Task goal :: Format the lines as a JSON list of strings, one string per line with blank lines omitted, starting with the line that contains "of the golden" and continuing through the last of the lines. Leave the pictures out of the answer.

┌────────

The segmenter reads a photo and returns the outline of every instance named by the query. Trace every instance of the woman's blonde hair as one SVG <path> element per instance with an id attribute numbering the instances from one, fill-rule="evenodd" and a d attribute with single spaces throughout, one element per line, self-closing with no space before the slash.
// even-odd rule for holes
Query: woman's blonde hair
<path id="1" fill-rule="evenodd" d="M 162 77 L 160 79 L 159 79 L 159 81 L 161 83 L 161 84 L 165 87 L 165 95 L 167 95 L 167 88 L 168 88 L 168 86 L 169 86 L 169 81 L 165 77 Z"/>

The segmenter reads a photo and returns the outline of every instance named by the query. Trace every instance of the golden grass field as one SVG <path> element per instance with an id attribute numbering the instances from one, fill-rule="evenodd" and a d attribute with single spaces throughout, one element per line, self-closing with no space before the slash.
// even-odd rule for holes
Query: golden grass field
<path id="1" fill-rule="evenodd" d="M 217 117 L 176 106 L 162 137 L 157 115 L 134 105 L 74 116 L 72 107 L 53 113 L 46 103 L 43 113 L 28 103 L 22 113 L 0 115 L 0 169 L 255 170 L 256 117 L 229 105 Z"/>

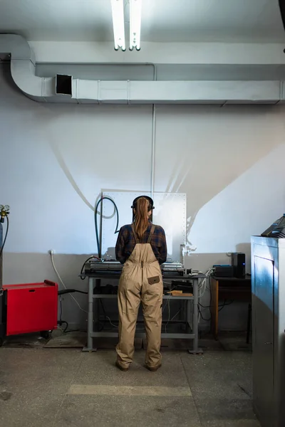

└────────

Answer below ::
[
  "The segmenter reads a photo and returns the outline of every instance named by the query. Trace every instance of the golden grass field as one SVG <path> element per instance with an id attribute numbering the instances from one, fill-rule=\"evenodd\" and a d attribute with single spaces throughout, one element per line, self-closing with no space before the slash.",
  "// even-odd rule for holes",
  "Query: golden grass field",
  "<path id=\"1\" fill-rule=\"evenodd\" d=\"M 217 117 L 176 106 L 162 137 L 157 115 L 134 105 L 74 116 L 72 107 L 53 113 L 46 103 L 43 113 L 28 103 L 22 113 L 0 115 L 0 169 L 255 170 L 256 117 L 229 105 Z\"/>"
]